ТЕКСТ ДЛЯ ЧТЕНИЯ.

◆ ◆ ◆

Комментарий | 0

Летопись уходящего лета (12)

 

 

 

Дела, уборки, привычки

 

В отпуске дома – но ещё не отпускают на волю здешние дела и те, кто за ними стоят, – назовём их «взрослые домашние». Ибо во мне, как сюда приезжаю, куда и девается вся моя взрослость. Переделали то да сё, потом вспомнили про мою с малых лет обязанность – кочегарить возле сада печурку с трубой (по нашему местному «кобыця»). На ней водружён казан, и в нём варится что-то свыше моего понимания, но сладкое. Гляжу, как в детстве в огонь, и забываюсь в истоме. Громыхнёт далеко в стороне, и ветер испуганно затаится – а к ночи тянет и тянет ровно – и замирает листва, протянувшись по этому току. Мои зимние сны! Вы теперь – это всё что рядом со мною, вокруг... Когда-то очень давно, просыпаясь по утрам, я ощущал как бы ломоту во всём теле – а мать говорила: «Это ты ночью растёшь» Вот так с тех пор всё расту и расту – суечусь и сную до ломоты в костях. Всё дела и дела: набираю от них инерцию, несусь под уклон всё быстрее, бездумней – и скоро ли врежусь в бетон бесподобным краш-тестом?..

◆ ◆ ◆

ИСХОДНЫЕ ДАННЫЕ.
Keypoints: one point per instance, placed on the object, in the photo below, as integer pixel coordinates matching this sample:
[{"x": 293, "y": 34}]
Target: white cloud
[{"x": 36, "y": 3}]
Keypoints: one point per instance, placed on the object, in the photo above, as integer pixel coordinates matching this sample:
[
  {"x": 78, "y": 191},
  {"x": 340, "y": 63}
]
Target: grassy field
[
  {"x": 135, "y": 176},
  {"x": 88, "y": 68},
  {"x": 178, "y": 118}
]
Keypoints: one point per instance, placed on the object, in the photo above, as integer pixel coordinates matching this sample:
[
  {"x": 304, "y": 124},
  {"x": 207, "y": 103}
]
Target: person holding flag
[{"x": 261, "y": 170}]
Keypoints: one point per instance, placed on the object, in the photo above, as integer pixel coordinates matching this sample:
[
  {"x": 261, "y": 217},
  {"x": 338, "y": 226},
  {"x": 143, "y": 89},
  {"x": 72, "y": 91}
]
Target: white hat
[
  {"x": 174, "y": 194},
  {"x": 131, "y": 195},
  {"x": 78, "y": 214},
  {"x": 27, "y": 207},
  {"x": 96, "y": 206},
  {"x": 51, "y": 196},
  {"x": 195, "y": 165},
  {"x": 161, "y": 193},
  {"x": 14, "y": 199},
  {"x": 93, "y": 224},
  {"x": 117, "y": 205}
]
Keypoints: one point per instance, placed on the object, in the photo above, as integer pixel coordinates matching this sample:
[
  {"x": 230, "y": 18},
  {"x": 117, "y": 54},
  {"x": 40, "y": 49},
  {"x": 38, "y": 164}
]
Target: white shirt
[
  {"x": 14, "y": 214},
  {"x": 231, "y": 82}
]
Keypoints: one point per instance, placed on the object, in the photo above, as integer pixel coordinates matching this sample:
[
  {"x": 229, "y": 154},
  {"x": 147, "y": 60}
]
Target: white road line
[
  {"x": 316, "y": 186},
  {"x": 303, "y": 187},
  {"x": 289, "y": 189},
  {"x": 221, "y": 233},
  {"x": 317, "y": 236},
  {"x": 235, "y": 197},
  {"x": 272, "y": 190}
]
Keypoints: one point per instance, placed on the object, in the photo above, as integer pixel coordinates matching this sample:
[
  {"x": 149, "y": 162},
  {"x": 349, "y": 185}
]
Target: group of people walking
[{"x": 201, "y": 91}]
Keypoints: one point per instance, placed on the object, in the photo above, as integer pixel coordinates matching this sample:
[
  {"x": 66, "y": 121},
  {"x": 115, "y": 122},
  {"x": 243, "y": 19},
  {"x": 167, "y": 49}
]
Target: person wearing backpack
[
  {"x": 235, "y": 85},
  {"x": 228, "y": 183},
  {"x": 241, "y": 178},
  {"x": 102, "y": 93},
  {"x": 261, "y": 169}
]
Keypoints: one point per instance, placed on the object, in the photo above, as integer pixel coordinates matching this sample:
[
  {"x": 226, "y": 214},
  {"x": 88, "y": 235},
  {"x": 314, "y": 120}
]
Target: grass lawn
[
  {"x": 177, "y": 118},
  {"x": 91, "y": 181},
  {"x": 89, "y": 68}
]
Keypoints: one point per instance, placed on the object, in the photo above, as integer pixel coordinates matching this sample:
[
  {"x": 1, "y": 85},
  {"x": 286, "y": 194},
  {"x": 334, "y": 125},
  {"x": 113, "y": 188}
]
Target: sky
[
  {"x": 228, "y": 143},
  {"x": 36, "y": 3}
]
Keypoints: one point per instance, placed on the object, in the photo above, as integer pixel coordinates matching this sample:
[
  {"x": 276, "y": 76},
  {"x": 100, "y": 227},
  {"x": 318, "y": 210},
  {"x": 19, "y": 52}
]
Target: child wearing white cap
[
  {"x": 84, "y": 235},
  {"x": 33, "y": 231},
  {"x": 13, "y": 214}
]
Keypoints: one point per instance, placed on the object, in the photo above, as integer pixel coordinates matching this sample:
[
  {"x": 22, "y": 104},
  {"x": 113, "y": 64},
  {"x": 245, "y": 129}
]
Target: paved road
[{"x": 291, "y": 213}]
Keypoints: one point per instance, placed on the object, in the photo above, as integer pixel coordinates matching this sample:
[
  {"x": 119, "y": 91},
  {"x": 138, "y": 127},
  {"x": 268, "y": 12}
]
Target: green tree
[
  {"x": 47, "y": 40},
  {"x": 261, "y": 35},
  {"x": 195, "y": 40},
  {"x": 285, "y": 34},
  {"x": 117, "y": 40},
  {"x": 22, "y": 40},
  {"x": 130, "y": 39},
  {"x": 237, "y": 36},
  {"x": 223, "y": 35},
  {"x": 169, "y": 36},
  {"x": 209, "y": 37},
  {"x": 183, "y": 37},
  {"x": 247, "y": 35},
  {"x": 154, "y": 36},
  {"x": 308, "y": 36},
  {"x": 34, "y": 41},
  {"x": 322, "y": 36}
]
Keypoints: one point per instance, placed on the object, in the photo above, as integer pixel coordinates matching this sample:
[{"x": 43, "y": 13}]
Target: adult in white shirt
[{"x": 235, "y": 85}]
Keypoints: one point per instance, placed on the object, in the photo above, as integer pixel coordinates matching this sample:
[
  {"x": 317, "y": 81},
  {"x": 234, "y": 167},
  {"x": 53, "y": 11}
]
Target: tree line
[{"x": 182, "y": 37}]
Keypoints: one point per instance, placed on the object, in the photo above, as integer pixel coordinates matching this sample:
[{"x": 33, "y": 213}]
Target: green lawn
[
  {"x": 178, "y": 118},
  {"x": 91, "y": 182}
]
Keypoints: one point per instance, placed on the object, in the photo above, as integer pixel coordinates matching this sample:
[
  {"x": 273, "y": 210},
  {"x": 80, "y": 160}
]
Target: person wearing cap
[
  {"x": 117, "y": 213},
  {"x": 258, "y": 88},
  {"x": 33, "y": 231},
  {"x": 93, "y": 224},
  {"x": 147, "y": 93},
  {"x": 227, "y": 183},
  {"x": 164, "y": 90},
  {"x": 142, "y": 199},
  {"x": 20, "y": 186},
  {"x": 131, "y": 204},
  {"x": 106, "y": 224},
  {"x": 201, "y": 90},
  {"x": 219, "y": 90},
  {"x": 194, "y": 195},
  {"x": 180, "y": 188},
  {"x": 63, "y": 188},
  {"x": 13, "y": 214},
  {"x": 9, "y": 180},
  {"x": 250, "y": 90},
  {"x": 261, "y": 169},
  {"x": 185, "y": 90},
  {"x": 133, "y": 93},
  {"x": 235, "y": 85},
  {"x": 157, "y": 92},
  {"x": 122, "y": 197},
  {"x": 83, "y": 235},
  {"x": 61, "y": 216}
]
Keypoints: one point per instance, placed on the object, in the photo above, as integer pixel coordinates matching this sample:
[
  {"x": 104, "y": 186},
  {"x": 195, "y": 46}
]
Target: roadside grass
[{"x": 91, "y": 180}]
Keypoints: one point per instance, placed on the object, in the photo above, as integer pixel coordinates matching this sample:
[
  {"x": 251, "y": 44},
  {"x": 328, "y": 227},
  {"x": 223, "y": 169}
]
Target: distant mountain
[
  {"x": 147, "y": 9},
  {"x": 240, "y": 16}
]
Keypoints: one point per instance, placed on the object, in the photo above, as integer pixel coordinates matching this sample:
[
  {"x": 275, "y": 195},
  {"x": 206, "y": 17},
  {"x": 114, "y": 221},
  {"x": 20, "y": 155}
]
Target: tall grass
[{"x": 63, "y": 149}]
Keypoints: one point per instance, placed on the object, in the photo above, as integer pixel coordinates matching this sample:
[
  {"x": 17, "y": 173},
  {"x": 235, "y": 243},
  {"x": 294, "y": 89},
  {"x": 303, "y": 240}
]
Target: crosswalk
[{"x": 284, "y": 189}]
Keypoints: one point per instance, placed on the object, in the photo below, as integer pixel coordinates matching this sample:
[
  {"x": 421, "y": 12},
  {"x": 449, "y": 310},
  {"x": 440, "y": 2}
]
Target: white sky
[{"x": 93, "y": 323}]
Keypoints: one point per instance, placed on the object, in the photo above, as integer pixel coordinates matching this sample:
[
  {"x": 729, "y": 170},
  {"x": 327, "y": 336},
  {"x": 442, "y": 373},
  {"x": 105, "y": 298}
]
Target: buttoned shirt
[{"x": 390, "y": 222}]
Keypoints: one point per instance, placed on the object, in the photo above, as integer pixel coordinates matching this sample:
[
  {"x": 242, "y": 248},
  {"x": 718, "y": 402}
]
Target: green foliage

◆ ◆ ◆

ЗАДАНИЯ.
(a) Как в тексте о летнем отпуске дома по-местному называют печурку с трубой возле сада?
(b) Приведите целиком каждую строку, где встречается слово «person», с учетом регистра букв.
Текст и строки никак не связаны между собой.

ОТВЕТЫ К ЗАДАНИЯМ.
(a) Её называют «кобыця».

(b)
Target: person holding flag
Target: person wearing backpack
Target: person wearing cap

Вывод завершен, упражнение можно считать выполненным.